• Problem details:
Continue the book review below, covering Michael Welch's study of INS detention, beginning right after its final sentence.

• Excerpt:
══════

Vol. 13 No. 4 (April 2003)

 

DETAINED: IMMIGRATION LAWS AND THE EXPANDING I.N.S. JAIL COMPLEX by Michael Welch. Philadelphia: Temple University Press, 2002. 264 pp. Cloth $59.50. Paper $18.95. ISBN: 1-56639-977-7 (cloth). ISBN: 1-56639-978-5 (paper).

 

Reviewed by Daniel Levin, Department of Political Science, University of Utah.

 

Recent headlines tell an important story. Following the events of September 11, 2001, the Justice Department detained hundreds of Muslim and Arab men, denying many of them access to legal representation or communication with their families, and refusing even to release their names. Many of those detained were eventually deported. More recently, the Immigration and Naturalization Service (INS) has required male aliens who are citizens of Arab and Muslim nations to register with the service; a number of those who registered were detained for at least short periods of time. Receiving fewer headlines, the INS has increased its vigilance over the nation’s borders and has continued practices begun under the 1996 amendments to the immigration laws which allow for increased detention, expedited deportations, and the deportation of individuals convicted of a wide variety of criminal offenses, even if that conviction preceded the passage of the 1996 amendments. Michael Welch’s book, DETAINED: IMMIGRATION LAWS AND THE EXPANDING I.N.S. JAIL COMPLEX, is therefore exceedingly timely. And rarely has such a controversial subject deserved a well-written, careful and scholarly assessment.

══════

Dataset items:
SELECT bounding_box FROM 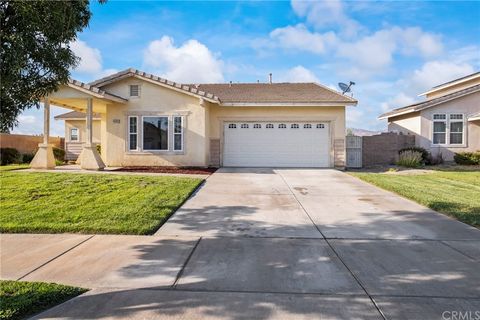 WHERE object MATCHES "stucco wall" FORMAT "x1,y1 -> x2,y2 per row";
417,92 -> 480,161
388,92 -> 480,161
102,78 -> 208,166
209,104 -> 346,166
388,112 -> 421,135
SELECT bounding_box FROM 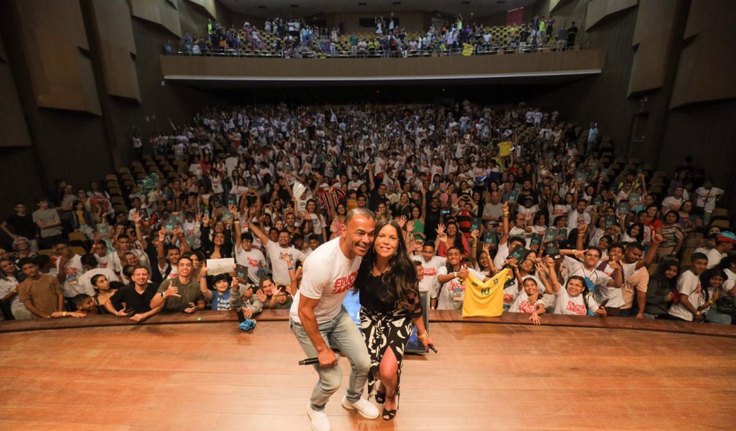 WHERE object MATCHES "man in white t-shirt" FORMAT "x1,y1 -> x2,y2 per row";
669,253 -> 708,322
289,208 -> 378,431
695,231 -> 736,269
54,242 -> 87,308
235,231 -> 267,286
248,223 -> 306,286
412,243 -> 447,298
560,247 -> 624,310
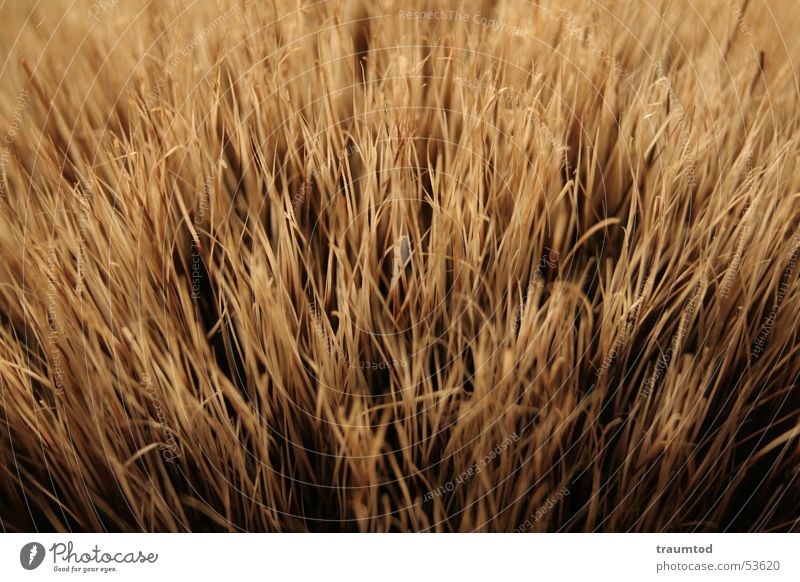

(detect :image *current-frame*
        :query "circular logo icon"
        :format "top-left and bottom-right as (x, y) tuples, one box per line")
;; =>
(19, 542), (45, 570)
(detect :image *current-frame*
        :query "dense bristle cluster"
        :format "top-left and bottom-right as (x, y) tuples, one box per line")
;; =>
(0, 0), (800, 531)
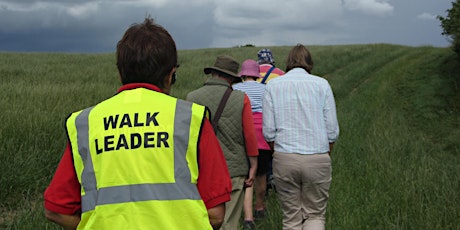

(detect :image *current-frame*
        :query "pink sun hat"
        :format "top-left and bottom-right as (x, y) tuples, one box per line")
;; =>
(238, 59), (263, 78)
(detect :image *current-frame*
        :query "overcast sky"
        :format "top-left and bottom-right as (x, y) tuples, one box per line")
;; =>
(0, 0), (452, 52)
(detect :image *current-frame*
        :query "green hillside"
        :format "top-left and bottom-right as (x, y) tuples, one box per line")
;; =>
(0, 44), (460, 229)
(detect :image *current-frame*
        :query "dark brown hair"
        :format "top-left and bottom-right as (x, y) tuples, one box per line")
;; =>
(116, 17), (177, 88)
(286, 44), (313, 73)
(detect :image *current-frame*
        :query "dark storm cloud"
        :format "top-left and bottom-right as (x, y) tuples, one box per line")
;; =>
(0, 0), (451, 52)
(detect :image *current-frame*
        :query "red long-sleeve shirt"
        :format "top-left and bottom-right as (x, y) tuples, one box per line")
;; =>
(44, 84), (232, 215)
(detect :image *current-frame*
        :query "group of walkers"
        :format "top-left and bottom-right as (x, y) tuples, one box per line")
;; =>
(44, 18), (339, 230)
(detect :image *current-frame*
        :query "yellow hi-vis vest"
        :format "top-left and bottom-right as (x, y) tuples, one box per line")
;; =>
(66, 88), (212, 230)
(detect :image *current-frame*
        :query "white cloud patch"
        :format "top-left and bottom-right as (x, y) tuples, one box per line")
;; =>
(343, 0), (394, 16)
(417, 12), (437, 20)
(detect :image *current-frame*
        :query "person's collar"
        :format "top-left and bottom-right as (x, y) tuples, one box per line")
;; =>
(117, 83), (163, 93)
(289, 67), (309, 74)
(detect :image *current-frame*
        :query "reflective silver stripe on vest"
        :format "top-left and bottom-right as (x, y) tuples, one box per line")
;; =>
(75, 100), (201, 212)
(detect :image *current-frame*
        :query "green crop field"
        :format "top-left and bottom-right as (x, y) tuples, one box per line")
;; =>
(0, 44), (460, 230)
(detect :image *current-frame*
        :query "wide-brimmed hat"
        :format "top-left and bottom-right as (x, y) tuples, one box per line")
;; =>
(238, 59), (263, 78)
(257, 49), (275, 64)
(203, 55), (240, 77)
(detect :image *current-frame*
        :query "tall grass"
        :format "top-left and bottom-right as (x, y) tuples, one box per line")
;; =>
(0, 44), (460, 229)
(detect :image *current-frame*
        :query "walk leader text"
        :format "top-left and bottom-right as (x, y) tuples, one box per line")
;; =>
(94, 112), (169, 154)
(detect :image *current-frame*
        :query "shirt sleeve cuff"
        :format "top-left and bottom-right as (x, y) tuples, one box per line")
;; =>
(204, 193), (230, 209)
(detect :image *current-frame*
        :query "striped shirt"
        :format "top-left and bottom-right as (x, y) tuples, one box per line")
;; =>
(262, 68), (339, 154)
(232, 81), (265, 112)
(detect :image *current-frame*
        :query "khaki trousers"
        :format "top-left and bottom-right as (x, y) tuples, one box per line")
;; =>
(273, 152), (332, 230)
(220, 177), (246, 230)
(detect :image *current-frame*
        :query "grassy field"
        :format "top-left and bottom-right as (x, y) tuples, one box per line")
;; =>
(0, 44), (460, 230)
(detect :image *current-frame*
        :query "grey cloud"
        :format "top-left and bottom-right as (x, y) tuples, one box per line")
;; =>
(0, 0), (451, 52)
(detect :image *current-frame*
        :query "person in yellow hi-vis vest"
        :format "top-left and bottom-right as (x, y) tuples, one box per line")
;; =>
(44, 18), (232, 230)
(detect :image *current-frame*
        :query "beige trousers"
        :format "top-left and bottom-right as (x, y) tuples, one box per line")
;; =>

══════

• Task result:
 

Unfortunately, DETAINED is not that book. Written in often sensationalistic prose, DETAINED is a polemic that reads more like investigative journalism for a leftist magazine than a university press book. Welch’s major thesis is that “moral panic” over immigration has caused Congress to pass increasingly punitive immigration laws and that, in enforcing those laws, the INS has become part of a “corrections-industrial complex” that is unnecessarily cruel and which operates primarily for the financial gain of assorted federal and local bureaucracies. This is a legitimate argument that might be sustained through a careful reading of immigration policy. However, Welch allows moral indignation to overpower reasoned analysis and paints an entirely one-sided view of larger U.S. immigration policy as based in little more than racism, hysteria, and bureaucratic venality, while ignoring the very real consequences of illegal immigration and the all too real concerns for national security of recent days. And while Welch repeatedly portrays, through vignette, the human tragedy that often accompanies arrest for illegal entry into the United States, he does not provide any realistic policy alternatives other than an open border. One can entirely agree with Welch’s larger point, that the current system of detention and neglect that characterizes U.S. immigration policy is unnecessarily punitive and disdainful of human rights, yet find Welch’s account unsatisfying.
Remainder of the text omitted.